> _SHORT TASK_:
Which lines in the rows below contain the word "instance"? Copy each of those lines in full.

> _DATASET_:
## START

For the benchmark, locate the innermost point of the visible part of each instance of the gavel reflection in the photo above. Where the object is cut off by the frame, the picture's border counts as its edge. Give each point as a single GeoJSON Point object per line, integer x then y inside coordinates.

## END
## START

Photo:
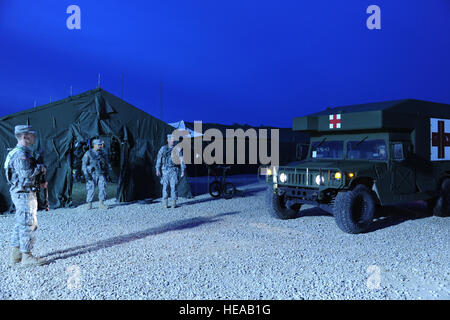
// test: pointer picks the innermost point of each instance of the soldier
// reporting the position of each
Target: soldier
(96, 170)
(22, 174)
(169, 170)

## END
## START

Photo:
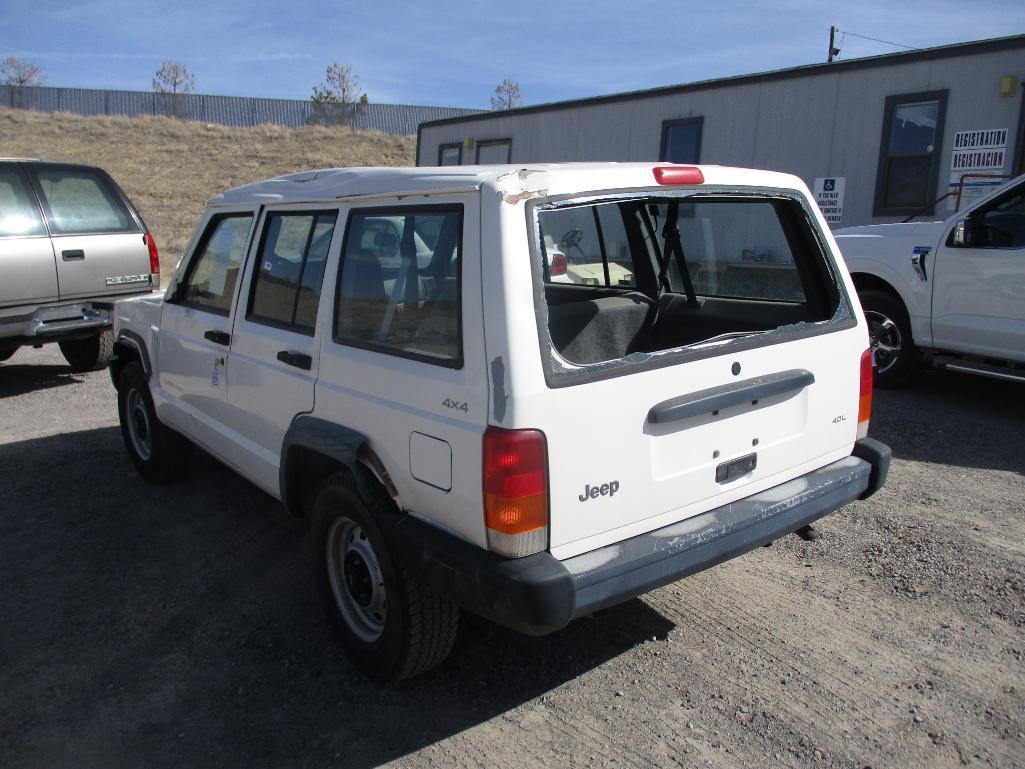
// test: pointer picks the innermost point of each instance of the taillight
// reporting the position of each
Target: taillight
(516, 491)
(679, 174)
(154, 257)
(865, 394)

## END

> _ANSWER TO THE EXERCISE_:
For the benchmark, locate the innermost point of the visible part of each instance of the gavel reflection in the photo above. Where the object is cut off by the frame, the picture's border counts as its edge. Give each point as a single GeoJSON Point object per line, integer x then y inside coordinates.
// test: pointer picks the innermost point of each instance of the soldier
// test: pointer picks the innermost point of each instance of the taillight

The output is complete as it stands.